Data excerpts
____

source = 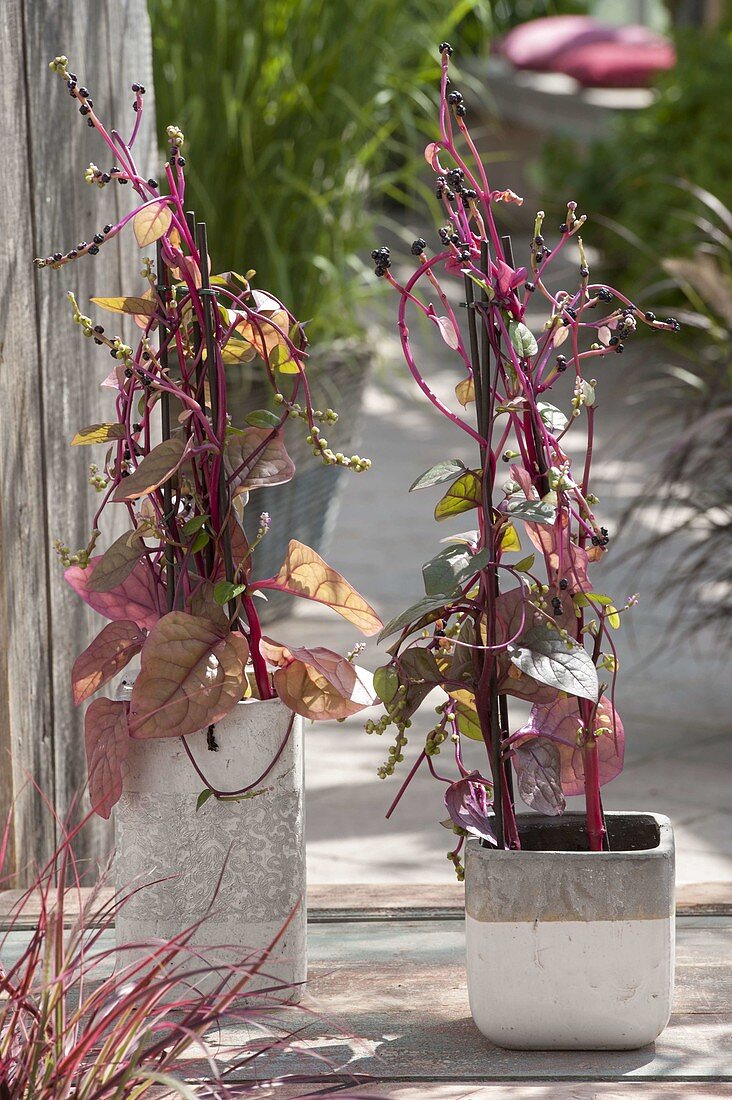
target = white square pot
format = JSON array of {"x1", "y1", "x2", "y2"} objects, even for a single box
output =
[
  {"x1": 114, "y1": 697, "x2": 305, "y2": 998},
  {"x1": 465, "y1": 812, "x2": 675, "y2": 1049}
]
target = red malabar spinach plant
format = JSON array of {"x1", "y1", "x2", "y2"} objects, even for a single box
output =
[
  {"x1": 37, "y1": 58, "x2": 381, "y2": 820},
  {"x1": 367, "y1": 43, "x2": 680, "y2": 869}
]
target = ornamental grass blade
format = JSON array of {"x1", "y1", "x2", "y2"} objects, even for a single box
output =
[
  {"x1": 129, "y1": 612, "x2": 250, "y2": 739},
  {"x1": 72, "y1": 620, "x2": 145, "y2": 705},
  {"x1": 224, "y1": 426, "x2": 295, "y2": 494},
  {"x1": 84, "y1": 698, "x2": 130, "y2": 818},
  {"x1": 256, "y1": 540, "x2": 382, "y2": 635},
  {"x1": 113, "y1": 438, "x2": 186, "y2": 502}
]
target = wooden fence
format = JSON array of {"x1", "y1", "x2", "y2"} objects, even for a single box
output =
[{"x1": 0, "y1": 0, "x2": 155, "y2": 881}]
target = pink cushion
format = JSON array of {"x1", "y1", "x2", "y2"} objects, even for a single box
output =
[
  {"x1": 553, "y1": 40, "x2": 676, "y2": 87},
  {"x1": 500, "y1": 16, "x2": 612, "y2": 70},
  {"x1": 500, "y1": 15, "x2": 673, "y2": 82}
]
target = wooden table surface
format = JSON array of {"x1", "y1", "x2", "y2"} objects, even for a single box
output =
[{"x1": 2, "y1": 884, "x2": 731, "y2": 1097}]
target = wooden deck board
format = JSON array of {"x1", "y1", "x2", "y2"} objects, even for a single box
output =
[{"x1": 1, "y1": 881, "x2": 730, "y2": 925}]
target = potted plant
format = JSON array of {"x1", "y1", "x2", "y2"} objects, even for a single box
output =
[
  {"x1": 369, "y1": 42, "x2": 679, "y2": 1050},
  {"x1": 37, "y1": 57, "x2": 381, "y2": 992}
]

____

> **Work to be completed**
With the pictures omitted, set down each line exactly, starting at the first line of the records above and ending with the line that contains "target = wooden fence".

> **Output of the exercise**
source = 
target = white square pot
format = JSON array of {"x1", "y1", "x2", "y2"} objects, even for a single box
output =
[
  {"x1": 114, "y1": 697, "x2": 305, "y2": 998},
  {"x1": 465, "y1": 812, "x2": 675, "y2": 1049}
]
target = red malabar spinach plant
format = JSON array of {"x1", "y1", "x2", "y2"} objects, even for a single box
output =
[
  {"x1": 37, "y1": 58, "x2": 381, "y2": 820},
  {"x1": 367, "y1": 43, "x2": 680, "y2": 869}
]
target = ornamental grass blade
format = JSON array of {"x1", "y1", "x2", "y2"} objects, even for a single box
output =
[
  {"x1": 129, "y1": 612, "x2": 250, "y2": 739},
  {"x1": 72, "y1": 620, "x2": 145, "y2": 705},
  {"x1": 224, "y1": 426, "x2": 295, "y2": 494},
  {"x1": 84, "y1": 698, "x2": 130, "y2": 818},
  {"x1": 256, "y1": 540, "x2": 382, "y2": 635},
  {"x1": 113, "y1": 438, "x2": 186, "y2": 502}
]
target = wooden fence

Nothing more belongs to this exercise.